## GOAL
Which lines in the records below contain the word "parrot"? Show each such line in full, matching case exactly.

Records excerpted from a collection
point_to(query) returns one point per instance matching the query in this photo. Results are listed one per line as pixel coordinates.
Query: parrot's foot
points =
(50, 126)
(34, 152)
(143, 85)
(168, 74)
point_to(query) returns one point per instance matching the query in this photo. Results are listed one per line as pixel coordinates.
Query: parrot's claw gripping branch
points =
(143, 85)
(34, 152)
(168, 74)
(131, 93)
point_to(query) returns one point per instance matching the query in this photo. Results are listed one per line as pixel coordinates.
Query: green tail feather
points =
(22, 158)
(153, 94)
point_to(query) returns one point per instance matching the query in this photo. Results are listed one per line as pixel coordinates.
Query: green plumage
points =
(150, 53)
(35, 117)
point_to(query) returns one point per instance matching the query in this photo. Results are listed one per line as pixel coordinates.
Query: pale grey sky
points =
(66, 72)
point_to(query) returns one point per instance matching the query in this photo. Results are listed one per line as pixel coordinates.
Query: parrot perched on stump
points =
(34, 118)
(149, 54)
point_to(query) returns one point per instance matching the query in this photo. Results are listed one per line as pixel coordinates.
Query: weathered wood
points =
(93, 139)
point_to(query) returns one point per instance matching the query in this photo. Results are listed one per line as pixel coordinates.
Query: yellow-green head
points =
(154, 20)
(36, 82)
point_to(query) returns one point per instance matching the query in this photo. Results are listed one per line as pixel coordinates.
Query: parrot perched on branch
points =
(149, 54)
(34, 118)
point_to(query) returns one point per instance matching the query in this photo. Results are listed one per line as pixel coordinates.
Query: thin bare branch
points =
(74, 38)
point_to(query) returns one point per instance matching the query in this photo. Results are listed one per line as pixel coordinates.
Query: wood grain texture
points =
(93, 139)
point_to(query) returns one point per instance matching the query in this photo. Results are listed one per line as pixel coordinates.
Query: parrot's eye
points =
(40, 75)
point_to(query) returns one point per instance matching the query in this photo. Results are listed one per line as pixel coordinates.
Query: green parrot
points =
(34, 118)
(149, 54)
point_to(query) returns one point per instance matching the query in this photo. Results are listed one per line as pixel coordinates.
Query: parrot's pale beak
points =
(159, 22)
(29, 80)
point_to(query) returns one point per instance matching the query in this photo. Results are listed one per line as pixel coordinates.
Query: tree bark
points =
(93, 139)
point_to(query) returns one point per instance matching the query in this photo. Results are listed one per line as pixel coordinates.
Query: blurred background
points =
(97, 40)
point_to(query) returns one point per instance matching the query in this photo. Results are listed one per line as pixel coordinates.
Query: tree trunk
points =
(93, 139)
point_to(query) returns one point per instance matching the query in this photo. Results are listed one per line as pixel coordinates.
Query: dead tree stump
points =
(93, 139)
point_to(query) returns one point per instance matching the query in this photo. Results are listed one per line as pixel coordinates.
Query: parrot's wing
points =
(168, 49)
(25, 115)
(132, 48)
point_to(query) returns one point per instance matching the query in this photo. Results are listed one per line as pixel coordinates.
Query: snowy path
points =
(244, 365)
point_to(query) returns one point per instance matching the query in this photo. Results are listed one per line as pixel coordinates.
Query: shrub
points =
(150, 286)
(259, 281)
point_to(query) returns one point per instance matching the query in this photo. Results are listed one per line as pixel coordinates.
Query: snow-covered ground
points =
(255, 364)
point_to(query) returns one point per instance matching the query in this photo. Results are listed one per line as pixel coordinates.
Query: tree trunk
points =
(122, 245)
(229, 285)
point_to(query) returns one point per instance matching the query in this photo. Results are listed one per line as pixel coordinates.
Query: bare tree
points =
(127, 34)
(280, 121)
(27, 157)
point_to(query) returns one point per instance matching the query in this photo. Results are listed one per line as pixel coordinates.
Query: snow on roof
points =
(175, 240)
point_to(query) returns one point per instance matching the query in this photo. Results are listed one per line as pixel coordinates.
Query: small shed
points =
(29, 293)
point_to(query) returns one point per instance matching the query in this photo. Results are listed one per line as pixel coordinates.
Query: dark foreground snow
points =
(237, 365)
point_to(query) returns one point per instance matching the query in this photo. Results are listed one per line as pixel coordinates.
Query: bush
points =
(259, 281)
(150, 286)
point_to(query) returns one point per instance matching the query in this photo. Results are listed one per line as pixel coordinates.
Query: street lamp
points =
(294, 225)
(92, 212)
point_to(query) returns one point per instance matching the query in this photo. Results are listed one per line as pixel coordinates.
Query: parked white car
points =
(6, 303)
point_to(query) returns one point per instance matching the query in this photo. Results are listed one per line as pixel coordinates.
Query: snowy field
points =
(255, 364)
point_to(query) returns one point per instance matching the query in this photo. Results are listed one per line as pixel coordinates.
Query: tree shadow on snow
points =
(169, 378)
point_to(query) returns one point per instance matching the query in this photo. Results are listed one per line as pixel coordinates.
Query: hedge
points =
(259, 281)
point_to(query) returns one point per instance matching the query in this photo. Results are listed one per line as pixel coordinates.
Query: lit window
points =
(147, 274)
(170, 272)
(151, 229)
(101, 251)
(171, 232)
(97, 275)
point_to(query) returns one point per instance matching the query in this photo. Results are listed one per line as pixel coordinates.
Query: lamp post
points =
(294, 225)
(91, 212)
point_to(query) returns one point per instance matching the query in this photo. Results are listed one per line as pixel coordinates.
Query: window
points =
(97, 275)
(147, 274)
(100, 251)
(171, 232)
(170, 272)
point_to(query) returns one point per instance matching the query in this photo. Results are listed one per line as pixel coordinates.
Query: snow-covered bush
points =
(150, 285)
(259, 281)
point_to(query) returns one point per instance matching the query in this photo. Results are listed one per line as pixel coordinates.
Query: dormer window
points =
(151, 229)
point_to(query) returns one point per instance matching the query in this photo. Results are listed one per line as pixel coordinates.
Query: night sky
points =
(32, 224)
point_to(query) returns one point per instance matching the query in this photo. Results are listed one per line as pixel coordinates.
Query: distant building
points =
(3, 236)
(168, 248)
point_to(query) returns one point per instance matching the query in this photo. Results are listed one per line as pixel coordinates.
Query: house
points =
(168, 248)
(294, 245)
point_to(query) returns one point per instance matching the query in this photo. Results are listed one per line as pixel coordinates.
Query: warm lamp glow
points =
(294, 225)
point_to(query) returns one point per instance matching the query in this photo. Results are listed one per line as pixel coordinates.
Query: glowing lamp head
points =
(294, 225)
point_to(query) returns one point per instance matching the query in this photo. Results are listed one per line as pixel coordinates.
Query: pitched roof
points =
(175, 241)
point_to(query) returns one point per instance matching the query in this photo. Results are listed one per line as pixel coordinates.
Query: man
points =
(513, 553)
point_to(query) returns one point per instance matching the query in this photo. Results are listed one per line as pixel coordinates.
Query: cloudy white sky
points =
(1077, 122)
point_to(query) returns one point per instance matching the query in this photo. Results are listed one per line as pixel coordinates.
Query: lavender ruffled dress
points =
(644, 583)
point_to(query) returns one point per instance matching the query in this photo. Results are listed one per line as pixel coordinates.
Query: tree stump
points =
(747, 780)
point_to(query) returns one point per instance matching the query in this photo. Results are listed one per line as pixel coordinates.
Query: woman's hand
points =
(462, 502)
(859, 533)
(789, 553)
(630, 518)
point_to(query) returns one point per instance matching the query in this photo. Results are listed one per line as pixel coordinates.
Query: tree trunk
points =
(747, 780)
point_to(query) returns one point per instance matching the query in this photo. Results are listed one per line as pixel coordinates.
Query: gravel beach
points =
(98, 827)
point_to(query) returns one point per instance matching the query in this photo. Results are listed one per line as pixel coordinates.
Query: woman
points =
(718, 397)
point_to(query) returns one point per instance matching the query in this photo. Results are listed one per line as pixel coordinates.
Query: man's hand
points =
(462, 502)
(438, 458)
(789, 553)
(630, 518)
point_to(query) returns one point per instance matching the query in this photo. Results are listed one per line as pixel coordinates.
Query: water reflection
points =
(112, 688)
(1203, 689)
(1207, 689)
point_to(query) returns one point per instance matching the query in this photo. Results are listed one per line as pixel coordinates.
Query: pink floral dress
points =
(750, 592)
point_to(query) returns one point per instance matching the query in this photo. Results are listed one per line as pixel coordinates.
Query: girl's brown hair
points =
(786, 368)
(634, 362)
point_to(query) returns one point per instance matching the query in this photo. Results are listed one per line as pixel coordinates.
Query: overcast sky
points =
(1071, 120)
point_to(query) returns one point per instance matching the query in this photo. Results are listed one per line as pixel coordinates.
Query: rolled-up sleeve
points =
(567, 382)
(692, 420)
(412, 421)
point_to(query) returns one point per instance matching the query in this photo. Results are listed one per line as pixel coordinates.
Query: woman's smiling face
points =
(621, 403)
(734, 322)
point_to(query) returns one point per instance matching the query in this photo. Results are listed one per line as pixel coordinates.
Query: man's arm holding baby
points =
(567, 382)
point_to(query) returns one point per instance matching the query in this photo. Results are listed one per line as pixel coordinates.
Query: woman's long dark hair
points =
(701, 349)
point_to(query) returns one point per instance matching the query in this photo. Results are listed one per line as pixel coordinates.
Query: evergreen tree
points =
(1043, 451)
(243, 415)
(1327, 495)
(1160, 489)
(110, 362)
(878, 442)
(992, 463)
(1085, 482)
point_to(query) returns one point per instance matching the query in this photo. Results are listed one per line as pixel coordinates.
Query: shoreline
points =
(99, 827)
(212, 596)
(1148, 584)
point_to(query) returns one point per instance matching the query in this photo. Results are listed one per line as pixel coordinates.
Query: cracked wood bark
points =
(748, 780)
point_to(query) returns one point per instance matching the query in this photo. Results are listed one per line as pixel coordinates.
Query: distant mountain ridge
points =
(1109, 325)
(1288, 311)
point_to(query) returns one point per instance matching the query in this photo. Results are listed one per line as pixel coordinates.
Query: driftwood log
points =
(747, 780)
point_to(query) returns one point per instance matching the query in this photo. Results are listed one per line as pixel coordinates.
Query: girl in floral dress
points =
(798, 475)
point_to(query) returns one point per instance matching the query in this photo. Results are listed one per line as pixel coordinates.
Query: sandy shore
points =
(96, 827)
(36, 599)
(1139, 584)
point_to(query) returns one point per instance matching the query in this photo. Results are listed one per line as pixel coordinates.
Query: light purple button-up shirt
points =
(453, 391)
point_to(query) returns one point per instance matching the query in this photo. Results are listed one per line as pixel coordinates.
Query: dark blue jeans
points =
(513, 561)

## EXERCISE SOLUTION
Query: parrot's foot
Query: parrot's claw gripping branch
Query: parrot perched on stump
Query: parrot perched on branch
Query: parrot's eye
Query: green parrot
Query: parrot's pale beak
Query: parrot's wing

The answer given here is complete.